What needs to be done »
Rewrite the entries from the line with "of the striped" up to and including the final line of the entries, and give only those lines. Multiply each point coordinate in the answers by 1.3 and round to whole numbers, rounding halves up. Keep every other line and number as it stands.

---+---

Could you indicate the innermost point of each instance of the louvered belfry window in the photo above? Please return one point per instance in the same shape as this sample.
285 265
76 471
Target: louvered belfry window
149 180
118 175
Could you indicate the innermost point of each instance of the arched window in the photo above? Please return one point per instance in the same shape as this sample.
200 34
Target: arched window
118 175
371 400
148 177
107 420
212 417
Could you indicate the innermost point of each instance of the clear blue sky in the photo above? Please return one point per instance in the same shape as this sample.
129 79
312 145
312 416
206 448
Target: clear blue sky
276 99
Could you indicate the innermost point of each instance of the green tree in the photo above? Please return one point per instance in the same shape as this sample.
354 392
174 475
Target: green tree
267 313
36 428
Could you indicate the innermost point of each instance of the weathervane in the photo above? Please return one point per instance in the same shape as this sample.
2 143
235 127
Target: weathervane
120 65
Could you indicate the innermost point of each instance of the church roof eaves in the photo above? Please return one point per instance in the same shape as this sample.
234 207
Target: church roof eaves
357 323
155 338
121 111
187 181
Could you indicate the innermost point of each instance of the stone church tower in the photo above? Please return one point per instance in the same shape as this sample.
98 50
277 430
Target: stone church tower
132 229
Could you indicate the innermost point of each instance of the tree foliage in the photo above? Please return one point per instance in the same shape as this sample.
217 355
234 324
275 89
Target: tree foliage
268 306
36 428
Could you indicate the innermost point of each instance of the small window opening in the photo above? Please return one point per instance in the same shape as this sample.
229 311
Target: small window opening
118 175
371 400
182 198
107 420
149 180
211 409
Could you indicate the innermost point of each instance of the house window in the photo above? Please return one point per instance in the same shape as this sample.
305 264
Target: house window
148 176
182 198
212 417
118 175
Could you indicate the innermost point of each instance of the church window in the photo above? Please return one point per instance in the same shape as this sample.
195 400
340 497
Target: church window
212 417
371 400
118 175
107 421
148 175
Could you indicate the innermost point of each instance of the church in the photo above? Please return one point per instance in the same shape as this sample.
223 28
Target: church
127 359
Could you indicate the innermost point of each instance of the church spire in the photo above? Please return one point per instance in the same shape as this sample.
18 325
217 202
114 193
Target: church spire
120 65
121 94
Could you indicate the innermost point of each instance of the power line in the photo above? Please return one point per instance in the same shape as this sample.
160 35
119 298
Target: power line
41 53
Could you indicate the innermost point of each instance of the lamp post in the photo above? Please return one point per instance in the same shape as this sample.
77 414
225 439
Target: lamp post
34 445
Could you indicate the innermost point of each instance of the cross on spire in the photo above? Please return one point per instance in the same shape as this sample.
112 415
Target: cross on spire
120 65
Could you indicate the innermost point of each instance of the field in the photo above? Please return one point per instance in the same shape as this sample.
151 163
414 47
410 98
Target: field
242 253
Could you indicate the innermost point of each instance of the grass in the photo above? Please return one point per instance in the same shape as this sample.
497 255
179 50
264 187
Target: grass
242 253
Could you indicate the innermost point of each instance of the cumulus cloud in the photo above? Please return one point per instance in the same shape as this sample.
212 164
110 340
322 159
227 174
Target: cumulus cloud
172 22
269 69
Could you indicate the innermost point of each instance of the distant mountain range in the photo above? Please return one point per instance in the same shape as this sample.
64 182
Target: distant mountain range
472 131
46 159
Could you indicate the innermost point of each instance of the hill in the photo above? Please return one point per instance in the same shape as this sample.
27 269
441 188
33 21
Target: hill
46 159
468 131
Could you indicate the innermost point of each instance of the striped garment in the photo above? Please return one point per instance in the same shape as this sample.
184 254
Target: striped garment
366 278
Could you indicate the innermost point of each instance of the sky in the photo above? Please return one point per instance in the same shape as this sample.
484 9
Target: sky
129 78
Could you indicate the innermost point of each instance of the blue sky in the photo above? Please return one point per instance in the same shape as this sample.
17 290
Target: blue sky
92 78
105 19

---+---

Correct result »
Could you indicate the innermost point of each instance of the striped garment in the photo above? Please return one point per instance in the same shape as this sample.
184 254
Target: striped garment
476 361
Could you indicate the innermost point of each instance of the sky in the photo above? Please return one point per instance in the same shape as this sample.
484 9
Target: sky
168 101
Could you indicate the innermost point of each instance of the blue sky in the photo above? Please return one point per instance in the same shape as this sample.
17 290
Target: blue sky
120 101
137 25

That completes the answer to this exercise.